## What is expected:
Write out the full set of records below exactly.
-- Exercise input start --
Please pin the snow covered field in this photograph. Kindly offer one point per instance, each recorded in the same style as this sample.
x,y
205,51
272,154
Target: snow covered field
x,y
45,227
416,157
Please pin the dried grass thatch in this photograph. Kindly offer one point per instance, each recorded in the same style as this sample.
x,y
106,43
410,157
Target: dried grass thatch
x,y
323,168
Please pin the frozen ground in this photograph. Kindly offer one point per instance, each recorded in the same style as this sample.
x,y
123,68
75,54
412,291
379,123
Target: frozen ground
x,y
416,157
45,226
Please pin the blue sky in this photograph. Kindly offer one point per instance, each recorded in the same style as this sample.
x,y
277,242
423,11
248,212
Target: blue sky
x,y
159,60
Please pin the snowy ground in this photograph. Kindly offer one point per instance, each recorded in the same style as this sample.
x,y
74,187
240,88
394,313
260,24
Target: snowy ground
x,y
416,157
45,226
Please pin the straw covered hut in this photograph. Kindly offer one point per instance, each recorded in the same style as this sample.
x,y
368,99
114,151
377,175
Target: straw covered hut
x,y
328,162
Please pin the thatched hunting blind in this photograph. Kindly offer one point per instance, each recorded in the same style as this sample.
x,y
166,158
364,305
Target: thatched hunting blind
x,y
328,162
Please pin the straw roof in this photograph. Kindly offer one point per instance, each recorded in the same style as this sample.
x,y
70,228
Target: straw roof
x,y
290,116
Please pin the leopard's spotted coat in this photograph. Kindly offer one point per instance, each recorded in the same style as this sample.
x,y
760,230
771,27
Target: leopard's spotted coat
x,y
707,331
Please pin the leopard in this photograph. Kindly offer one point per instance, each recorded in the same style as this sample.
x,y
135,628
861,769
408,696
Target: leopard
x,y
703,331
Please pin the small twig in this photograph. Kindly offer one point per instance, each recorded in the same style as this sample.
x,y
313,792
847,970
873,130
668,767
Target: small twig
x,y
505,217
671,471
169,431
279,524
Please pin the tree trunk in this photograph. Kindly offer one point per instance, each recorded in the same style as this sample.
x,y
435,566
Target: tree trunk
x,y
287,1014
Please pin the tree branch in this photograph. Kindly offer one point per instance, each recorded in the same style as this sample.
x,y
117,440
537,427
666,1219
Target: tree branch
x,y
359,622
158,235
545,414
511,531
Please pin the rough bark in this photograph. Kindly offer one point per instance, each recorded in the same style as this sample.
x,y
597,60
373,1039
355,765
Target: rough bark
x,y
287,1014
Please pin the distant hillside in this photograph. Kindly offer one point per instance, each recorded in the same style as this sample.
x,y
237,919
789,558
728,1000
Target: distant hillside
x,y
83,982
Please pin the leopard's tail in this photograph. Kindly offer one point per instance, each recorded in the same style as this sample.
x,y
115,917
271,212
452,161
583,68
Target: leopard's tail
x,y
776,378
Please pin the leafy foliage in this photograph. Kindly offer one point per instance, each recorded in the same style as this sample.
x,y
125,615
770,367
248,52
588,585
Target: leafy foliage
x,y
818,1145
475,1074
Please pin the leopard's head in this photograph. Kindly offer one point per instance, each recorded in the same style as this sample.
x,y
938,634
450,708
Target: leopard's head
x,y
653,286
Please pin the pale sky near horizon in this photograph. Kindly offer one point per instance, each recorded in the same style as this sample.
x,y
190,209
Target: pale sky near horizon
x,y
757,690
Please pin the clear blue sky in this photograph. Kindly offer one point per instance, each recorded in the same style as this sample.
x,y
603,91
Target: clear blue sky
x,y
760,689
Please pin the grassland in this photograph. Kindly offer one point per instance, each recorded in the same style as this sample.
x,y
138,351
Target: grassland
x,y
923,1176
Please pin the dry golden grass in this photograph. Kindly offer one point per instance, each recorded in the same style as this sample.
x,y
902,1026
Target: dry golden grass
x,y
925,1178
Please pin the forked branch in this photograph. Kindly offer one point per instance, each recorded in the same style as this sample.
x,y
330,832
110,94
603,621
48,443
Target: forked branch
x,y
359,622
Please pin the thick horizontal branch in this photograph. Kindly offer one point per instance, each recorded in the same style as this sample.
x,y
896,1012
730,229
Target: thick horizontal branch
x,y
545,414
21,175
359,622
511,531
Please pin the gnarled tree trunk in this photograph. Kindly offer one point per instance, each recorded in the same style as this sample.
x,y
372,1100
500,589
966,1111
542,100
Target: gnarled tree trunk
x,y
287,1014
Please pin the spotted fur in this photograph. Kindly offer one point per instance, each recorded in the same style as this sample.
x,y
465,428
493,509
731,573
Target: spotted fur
-- Exercise input end --
## The output:
Please pin the snow covered field in this photograph. Kindly offer one point per instance, each recorded in the same style as this sample.
x,y
205,51
272,154
Target: snow covered field
x,y
45,227
416,157
Please pin the dried grass thatch in this photograph. Kindly offer one point per instance, each recorded in the same style as this sample.
x,y
106,43
410,157
Target: dried grass thatch
x,y
323,168
Please pin the frozen ground in this photograph. Kindly offer one point per instance, each recorded in the same style as this sample.
x,y
123,68
75,54
412,291
379,123
Target: frozen ground
x,y
416,157
45,226
Please pin the blue sky in this photograph. Kindly offer one point per instance, each recorded in the same style as this sample.
x,y
277,242
423,11
248,212
Target: blue sky
x,y
159,60
Please pin the snowy ground in this photograph. Kindly offer one point per instance, each recorded in the same style as this sample.
x,y
74,187
240,88
394,313
260,24
Target: snowy ground
x,y
416,157
45,226
Please pin the straw covered hut in this photograph. Kindly offer one point per instance, each recorded in the same style as this sample.
x,y
368,99
114,151
377,175
Target: straw covered hut
x,y
328,162
Please pin the thatched hunting blind in this photograph. Kindly offer one point per instance, each recorded in the same style as this sample.
x,y
166,158
364,305
Target: thatched hunting blind
x,y
328,162
Please pin the straw roof in this photograph. Kindly offer one point per instance, each recorded in the same style as this sample.
x,y
70,228
Target: straw roof
x,y
290,116
Please pin the leopard's spotted coat in this photograph. Kindly offer one point per instance, each recorded in the same style as this sample.
x,y
760,230
771,27
Target: leopard's spotted coat
x,y
707,331
Please pin the leopard in this photograph. Kindly offer one point per instance, each recorded in the same style as this sample.
x,y
135,628
861,769
408,696
Target: leopard
x,y
703,331
Please pin the small twig in this photograph. Kindly offer one point per instance, each recorded in the same style as this sample.
x,y
313,792
847,970
873,130
668,767
Target: small twig
x,y
505,217
671,471
169,431
279,524
Please pin the tree trunk in this photograph. Kindly offer one point per instance, each recorded in the same style as this sample.
x,y
435,566
Target: tree trunk
x,y
287,1014
Please pin the tree branch in this photograph. Kindly offer one point per instance, each recorded in the same style as this sample.
x,y
117,440
537,427
666,1219
Target: tree branch
x,y
359,622
158,235
545,414
511,531
Please pin the rough bark in this photograph. Kindly offer one point per instance, each recorded in the same style as this sample.
x,y
597,60
373,1039
355,765
Target: rough bark
x,y
287,1014
Please pin the distant hillside in this photograph. Kindly offer one point per instance, each recorded in the same style as this sample.
x,y
237,919
789,558
728,1000
Target: distant hillside
x,y
83,982
Please pin the leopard's tail in this photograph. Kindly offer one point per instance, each recorded in the same style as this sample.
x,y
115,917
271,212
452,161
583,68
Target: leopard's tail
x,y
776,378
Please pin the leafy foliage in this photograph. Kindly offer one point per instance, each recorded in the same style as this sample.
x,y
125,615
770,367
248,52
588,585
Target: leafy foliage
x,y
818,1145
475,1074
Please pin the leopard's head in this photograph. Kindly offer one point per instance, each recorded in the same style as this sample.
x,y
938,634
450,708
Target: leopard's head
x,y
653,286
Please pin the pale sky near horizon in this photograph. Kindly offer one point per instance, each recorded in the same style as this sample.
x,y
190,209
Target: pale sky near horizon
x,y
757,690
Please pin the clear blue sky in this photograph. Kindly offer one point per instance, each recorded in the same style as this sample.
x,y
603,91
Target: clear blue sky
x,y
760,689
Please pin the grassland in this photograph. Kindly offer one point per instance, each recorded in the same style as this sample.
x,y
138,351
Target: grassland
x,y
923,1176
Please pin the dry golden grass in this photograph. Kindly offer one point per instance, each recorded in the same style as this sample.
x,y
902,1026
Target: dry golden grass
x,y
925,1178
Please pin the forked branch in this photograph. Kindly offer one point per instance, each recorded in the same style as this sample.
x,y
330,832
110,94
603,621
48,443
Target: forked branch
x,y
359,622
Please pin the thick horizontal branch in this photograph. Kindly offer one point per instance, each recorded in the same style as this sample.
x,y
896,1012
730,229
Target: thick horizontal branch
x,y
545,414
21,175
359,622
511,531
Please pin the gnarled tree trunk in this photograph. Kindly offer one point per instance, each recorded in the same style as this sample.
x,y
372,1100
500,589
966,1111
542,100
Target: gnarled tree trunk
x,y
287,1014
Please pin the spotted fur in this photograph. Kindly offer one point per instance, each recorded in the same style as this sample.
x,y
465,428
493,509
731,573
Target: spotted fur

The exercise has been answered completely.